> **EXERCISE TEXT**
::::
FOR THIS NOT TO REOCCUR, This BILL SHOULD HAVE BEEN REPEALED! Bill Clinton could have helped by leading the effort for the repeal of the Gramm bill and the reinstating of even tougher regulations regarding our financial institutions. And when they were done with that, they should have restored the regulations for the airlines, the inspection of our food, the oil industry, OSHA, and every other entity that affects our daily lives. All oversight provisions for any "bailout" should have had enforcement monies attached to them and criminal penalties for all offenders.
6. IF IT'S TOO BIG TO FAIL, THEN THAT MEANS IT'S TOO BIG TO EXIST! Allowing the creation of these mega-mergers and not enforcing the monopoly and anti-trust laws has allowed a number of financial institutions and corporations to become so large, the very thought of their collapse means an even bigger collapse across the entire economy. No ONE or TWO companies should EVER have this kind of power! The so-called "economic Pearl Harbor" can't happen when you have hundreds -- thousands -- of institutions where people have their money. When we have a dozen auto companies, if one goes belly-up, we DON'T FACE A NATIONAL DISASTER! If we have three separately-owned daily newspapers in your town, then one media company can't call all the shots (I know... What am I thinking?! Who reads a paper anymore? Sure glad all those mergers and buyouts left us with a STRONG and "FREE" press!). Laws Should have been enacted to prevent companies from being so large and dominant that with one slingshot to the eye, the GIANT FALLS and DIES. And no institution should be allowed to set up money schemes that NO ONE understands. If you can't explain it in two sentences, you shouldn't be taking anyone's money!
::::
> **DATA EXTRACTS**
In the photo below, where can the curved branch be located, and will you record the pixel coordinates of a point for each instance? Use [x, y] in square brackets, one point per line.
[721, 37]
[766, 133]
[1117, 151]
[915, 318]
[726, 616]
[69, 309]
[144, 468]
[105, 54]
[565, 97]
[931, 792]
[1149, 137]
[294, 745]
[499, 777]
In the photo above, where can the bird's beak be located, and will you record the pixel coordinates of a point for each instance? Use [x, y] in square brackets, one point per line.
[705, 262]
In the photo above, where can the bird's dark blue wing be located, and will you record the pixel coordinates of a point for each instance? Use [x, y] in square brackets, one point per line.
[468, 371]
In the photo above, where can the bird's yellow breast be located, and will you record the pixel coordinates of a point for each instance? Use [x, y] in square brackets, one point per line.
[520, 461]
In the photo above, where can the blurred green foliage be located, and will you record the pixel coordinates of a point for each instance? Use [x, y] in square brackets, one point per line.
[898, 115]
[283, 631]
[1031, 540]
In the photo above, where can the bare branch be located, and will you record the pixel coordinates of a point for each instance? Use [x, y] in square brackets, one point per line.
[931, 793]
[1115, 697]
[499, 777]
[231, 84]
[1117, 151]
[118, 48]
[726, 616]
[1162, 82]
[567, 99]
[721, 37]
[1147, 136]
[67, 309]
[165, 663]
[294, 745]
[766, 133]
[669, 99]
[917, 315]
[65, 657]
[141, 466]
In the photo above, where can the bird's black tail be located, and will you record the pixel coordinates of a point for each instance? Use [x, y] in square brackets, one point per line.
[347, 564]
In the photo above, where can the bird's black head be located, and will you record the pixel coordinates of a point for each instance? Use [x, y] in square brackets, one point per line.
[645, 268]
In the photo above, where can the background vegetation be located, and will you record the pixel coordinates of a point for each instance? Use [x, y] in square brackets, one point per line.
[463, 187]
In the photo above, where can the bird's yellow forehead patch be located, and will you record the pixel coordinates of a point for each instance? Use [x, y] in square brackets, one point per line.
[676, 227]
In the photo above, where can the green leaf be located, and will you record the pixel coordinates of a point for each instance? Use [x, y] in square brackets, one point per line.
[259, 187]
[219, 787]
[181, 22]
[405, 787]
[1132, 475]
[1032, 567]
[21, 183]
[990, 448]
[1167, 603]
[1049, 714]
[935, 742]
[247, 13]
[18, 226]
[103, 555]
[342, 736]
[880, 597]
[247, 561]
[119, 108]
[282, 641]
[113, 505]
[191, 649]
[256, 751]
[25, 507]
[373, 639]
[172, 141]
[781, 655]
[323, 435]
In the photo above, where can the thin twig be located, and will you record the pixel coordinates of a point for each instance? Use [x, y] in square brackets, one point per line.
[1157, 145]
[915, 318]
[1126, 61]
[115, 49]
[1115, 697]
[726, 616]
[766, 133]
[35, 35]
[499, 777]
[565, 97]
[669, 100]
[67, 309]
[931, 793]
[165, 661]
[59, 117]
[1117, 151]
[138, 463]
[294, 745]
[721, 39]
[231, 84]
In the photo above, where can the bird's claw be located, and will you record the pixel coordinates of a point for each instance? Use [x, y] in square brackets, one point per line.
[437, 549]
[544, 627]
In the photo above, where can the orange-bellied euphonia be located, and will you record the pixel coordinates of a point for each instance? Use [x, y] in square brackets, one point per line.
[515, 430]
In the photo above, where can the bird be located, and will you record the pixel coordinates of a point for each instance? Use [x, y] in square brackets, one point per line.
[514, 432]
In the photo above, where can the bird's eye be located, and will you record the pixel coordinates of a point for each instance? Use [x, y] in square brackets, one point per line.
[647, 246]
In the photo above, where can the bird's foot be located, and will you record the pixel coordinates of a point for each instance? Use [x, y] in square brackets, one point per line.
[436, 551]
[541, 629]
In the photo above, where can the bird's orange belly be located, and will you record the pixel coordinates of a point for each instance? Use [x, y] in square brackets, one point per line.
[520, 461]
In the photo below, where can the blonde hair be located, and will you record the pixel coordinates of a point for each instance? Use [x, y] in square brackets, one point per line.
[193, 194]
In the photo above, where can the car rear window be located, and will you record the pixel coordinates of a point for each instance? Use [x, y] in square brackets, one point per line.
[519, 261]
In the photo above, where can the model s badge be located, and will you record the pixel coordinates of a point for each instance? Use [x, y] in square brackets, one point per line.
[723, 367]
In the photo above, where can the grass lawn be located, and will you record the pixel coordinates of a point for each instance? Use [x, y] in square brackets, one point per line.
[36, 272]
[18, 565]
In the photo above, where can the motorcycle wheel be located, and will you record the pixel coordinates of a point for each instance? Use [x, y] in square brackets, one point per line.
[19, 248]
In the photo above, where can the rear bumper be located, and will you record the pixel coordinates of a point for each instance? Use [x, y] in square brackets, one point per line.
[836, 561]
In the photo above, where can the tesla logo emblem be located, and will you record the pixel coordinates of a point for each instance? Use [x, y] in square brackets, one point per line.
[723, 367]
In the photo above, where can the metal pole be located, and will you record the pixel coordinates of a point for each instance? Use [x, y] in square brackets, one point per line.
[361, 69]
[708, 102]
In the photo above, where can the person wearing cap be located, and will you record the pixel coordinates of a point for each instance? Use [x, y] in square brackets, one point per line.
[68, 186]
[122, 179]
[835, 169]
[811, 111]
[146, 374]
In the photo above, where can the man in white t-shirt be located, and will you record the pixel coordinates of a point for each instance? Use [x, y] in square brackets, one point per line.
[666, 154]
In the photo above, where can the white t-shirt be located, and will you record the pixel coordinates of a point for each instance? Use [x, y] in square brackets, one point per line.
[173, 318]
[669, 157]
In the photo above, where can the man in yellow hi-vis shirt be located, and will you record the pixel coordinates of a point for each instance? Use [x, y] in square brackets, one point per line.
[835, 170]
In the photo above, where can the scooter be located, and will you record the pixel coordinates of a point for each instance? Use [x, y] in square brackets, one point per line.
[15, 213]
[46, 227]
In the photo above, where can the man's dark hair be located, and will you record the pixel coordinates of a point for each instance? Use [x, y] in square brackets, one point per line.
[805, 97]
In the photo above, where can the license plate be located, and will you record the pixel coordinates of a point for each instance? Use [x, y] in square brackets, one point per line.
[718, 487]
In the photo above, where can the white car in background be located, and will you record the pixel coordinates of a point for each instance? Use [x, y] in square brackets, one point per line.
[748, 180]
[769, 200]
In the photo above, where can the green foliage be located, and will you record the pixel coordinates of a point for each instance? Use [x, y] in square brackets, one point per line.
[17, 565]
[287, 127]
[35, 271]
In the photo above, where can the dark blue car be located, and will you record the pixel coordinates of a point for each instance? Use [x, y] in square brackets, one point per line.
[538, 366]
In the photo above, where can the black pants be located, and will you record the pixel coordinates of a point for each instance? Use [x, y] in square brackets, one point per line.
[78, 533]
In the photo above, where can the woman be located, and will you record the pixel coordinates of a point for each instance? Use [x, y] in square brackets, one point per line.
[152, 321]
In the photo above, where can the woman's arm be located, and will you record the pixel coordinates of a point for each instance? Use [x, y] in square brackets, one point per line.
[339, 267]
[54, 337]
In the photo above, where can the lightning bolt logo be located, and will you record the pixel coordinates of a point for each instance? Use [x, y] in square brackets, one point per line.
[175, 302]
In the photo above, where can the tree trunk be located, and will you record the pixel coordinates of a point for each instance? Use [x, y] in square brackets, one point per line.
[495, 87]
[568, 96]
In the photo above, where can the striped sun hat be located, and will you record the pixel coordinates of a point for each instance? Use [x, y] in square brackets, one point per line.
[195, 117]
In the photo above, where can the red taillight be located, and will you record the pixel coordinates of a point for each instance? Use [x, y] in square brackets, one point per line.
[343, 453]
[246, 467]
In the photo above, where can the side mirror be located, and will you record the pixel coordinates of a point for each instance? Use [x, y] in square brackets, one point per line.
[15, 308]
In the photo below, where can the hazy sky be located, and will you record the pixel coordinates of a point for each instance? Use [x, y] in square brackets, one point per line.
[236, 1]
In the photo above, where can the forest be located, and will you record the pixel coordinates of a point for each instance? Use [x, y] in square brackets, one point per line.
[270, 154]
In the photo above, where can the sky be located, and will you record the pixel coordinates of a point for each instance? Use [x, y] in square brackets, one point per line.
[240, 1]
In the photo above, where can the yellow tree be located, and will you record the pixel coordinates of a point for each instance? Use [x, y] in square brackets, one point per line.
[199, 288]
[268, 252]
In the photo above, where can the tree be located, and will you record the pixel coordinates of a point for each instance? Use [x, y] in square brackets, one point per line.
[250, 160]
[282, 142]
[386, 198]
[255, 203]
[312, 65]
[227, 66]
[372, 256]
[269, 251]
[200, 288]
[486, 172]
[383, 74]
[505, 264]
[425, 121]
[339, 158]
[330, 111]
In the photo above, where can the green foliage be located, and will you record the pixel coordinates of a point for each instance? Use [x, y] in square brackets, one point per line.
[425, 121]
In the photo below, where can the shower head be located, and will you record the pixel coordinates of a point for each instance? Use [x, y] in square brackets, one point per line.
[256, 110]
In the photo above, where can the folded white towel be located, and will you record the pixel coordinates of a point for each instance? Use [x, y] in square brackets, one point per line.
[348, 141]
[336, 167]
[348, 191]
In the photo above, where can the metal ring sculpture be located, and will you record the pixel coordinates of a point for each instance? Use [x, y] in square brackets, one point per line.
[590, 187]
::::
> **EXERCISE**
Answer these questions from the financial-regulation text.
(a) Which bill does it say should have been repealed?
(b) How many auto companies does it describe having so that one failure is not a national disaster?
(c) In how many sentences should a money scheme be explainable before anyone's money is taken?
Answer using only the financial-regulation text.

> **OUTPUT OF THE TASK**
(a) The Gramm bill.
(b) A dozen.
(c) Two sentences.